→ Explore the material:
1 > According to the article on antibiotic resistance, which bacterium did Dr Adeeba name as the main culprit behind hospital acquired infection in Malaysia?
2 > Decide whether each statement agrees with the article on antibiotic resistance, and quote the words that settle it. (a) The WHO report drew on data from 114 countries. (b) National statistics on superbug infection are available. (c) Multi-drug resistant cases made up ten percent of the new TB patients diagnosed last year.

→ Source text:
★ ★ ★ ★ ★

No national statistics are available but Dr Adeeba said those very ill or had stayed in hospital for a long period are more exposed to superbug infection.
Superbugs are bacteria that had become resistant to antibiotics following their frequent and wide-spread use.
On Wednesday, the World Health Organisation (WHO) released the Anti-microbial Resistance Global Report on Surveillance 2014 based on data provided by 114 countries.
Its first report looking at antimicrobial resistance, including antibiotic resistance globally, revealed this was a major threat to public health in all regions of the world.
“Without urgent, coordinated action by many stakeholders, the world is headed for a post-antibiotic era, in which common infections and minor injuries which have been treatable for decades can once again kill,” said WHO’s Assistant Director-General for Health Security Dr Keiji Fukuda on the WHO’s website.
Dr Adeeba said the biggest concern in Malaysia was hospital acquired infection and the main culprit was the Acinetobacter, a common bacteria resistant to most antibiotics and could cause pneumonia, blood infections, meningitis and even death.
Institute of Respiratory Medicine director Datuk Dr Abdul Razak Muttalif said the percentage of multi-drug resistant tuberculosis was still negligible.
One percent (240) of the 24,000 new TB patients diagnosed last year were multi-drug resistant and failed to be treated.
“This was mainly due to patients not adhering strictly to earlier treatment regime,” he said.
Health director-general Datuk Seri Dr Noor Hisham Abdullah warned that more bacteria would become resistant to more antibiotics in time, even the common ones, if people keep taking antibiotics even for minor ailments.

★ ★ ★ ★ ★

→ Stored data:
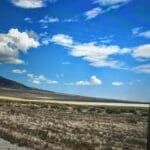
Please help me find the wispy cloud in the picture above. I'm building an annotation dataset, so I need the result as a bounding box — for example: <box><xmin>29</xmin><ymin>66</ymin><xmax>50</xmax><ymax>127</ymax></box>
<box><xmin>132</xmin><ymin>44</ymin><xmax>150</xmax><ymax>59</ymax></box>
<box><xmin>76</xmin><ymin>75</ymin><xmax>102</xmax><ymax>86</ymax></box>
<box><xmin>85</xmin><ymin>7</ymin><xmax>103</xmax><ymax>20</ymax></box>
<box><xmin>93</xmin><ymin>0</ymin><xmax>130</xmax><ymax>6</ymax></box>
<box><xmin>39</xmin><ymin>16</ymin><xmax>59</xmax><ymax>29</ymax></box>
<box><xmin>27</xmin><ymin>74</ymin><xmax>58</xmax><ymax>84</ymax></box>
<box><xmin>84</xmin><ymin>0</ymin><xmax>130</xmax><ymax>20</ymax></box>
<box><xmin>50</xmin><ymin>34</ymin><xmax>73</xmax><ymax>47</ymax></box>
<box><xmin>10</xmin><ymin>0</ymin><xmax>56</xmax><ymax>9</ymax></box>
<box><xmin>49</xmin><ymin>34</ymin><xmax>130</xmax><ymax>68</ymax></box>
<box><xmin>133</xmin><ymin>64</ymin><xmax>150</xmax><ymax>74</ymax></box>
<box><xmin>0</xmin><ymin>29</ymin><xmax>40</xmax><ymax>64</ymax></box>
<box><xmin>39</xmin><ymin>16</ymin><xmax>59</xmax><ymax>24</ymax></box>
<box><xmin>12</xmin><ymin>69</ymin><xmax>27</xmax><ymax>74</ymax></box>
<box><xmin>24</xmin><ymin>17</ymin><xmax>32</xmax><ymax>23</ymax></box>
<box><xmin>112</xmin><ymin>81</ymin><xmax>124</xmax><ymax>86</ymax></box>
<box><xmin>132</xmin><ymin>27</ymin><xmax>150</xmax><ymax>39</ymax></box>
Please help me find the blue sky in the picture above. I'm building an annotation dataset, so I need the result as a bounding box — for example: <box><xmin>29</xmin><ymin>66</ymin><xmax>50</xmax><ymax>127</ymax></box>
<box><xmin>0</xmin><ymin>0</ymin><xmax>150</xmax><ymax>101</ymax></box>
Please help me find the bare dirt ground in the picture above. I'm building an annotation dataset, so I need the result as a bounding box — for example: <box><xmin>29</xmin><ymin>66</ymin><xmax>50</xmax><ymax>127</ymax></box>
<box><xmin>0</xmin><ymin>96</ymin><xmax>149</xmax><ymax>108</ymax></box>
<box><xmin>0</xmin><ymin>138</ymin><xmax>31</xmax><ymax>150</ymax></box>
<box><xmin>0</xmin><ymin>100</ymin><xmax>148</xmax><ymax>150</ymax></box>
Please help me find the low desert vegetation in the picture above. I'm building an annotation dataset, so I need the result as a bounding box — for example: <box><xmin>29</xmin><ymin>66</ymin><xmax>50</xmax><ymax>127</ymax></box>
<box><xmin>0</xmin><ymin>101</ymin><xmax>148</xmax><ymax>150</ymax></box>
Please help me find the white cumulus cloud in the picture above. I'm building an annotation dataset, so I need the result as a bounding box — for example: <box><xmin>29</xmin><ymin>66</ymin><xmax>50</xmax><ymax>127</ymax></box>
<box><xmin>12</xmin><ymin>69</ymin><xmax>27</xmax><ymax>74</ymax></box>
<box><xmin>49</xmin><ymin>34</ymin><xmax>130</xmax><ymax>68</ymax></box>
<box><xmin>10</xmin><ymin>0</ymin><xmax>57</xmax><ymax>9</ymax></box>
<box><xmin>94</xmin><ymin>0</ymin><xmax>130</xmax><ymax>6</ymax></box>
<box><xmin>50</xmin><ymin>34</ymin><xmax>73</xmax><ymax>47</ymax></box>
<box><xmin>132</xmin><ymin>27</ymin><xmax>150</xmax><ymax>39</ymax></box>
<box><xmin>0</xmin><ymin>29</ymin><xmax>40</xmax><ymax>64</ymax></box>
<box><xmin>27</xmin><ymin>74</ymin><xmax>58</xmax><ymax>84</ymax></box>
<box><xmin>85</xmin><ymin>7</ymin><xmax>103</xmax><ymax>20</ymax></box>
<box><xmin>112</xmin><ymin>81</ymin><xmax>124</xmax><ymax>86</ymax></box>
<box><xmin>132</xmin><ymin>44</ymin><xmax>150</xmax><ymax>59</ymax></box>
<box><xmin>76</xmin><ymin>75</ymin><xmax>102</xmax><ymax>85</ymax></box>
<box><xmin>133</xmin><ymin>64</ymin><xmax>150</xmax><ymax>74</ymax></box>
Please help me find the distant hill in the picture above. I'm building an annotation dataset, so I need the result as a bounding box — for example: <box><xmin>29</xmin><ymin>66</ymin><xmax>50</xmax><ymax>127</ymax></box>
<box><xmin>0</xmin><ymin>76</ymin><xmax>30</xmax><ymax>89</ymax></box>
<box><xmin>0</xmin><ymin>76</ymin><xmax>145</xmax><ymax>103</ymax></box>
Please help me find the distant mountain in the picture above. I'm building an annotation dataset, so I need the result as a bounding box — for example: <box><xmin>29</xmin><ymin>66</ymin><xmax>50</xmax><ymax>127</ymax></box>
<box><xmin>0</xmin><ymin>76</ymin><xmax>145</xmax><ymax>103</ymax></box>
<box><xmin>0</xmin><ymin>76</ymin><xmax>30</xmax><ymax>89</ymax></box>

★ ★ ★ ★ ★

→ Answers below:
1 > The Acinetobacter.

2 >
(a) Yes: "based on data provided by 114 countries."
(b) No: "No national statistics are available."
(c) No: "One percent (240) of the 24,000 new TB patients diagnosed last year were multi-drug resistant."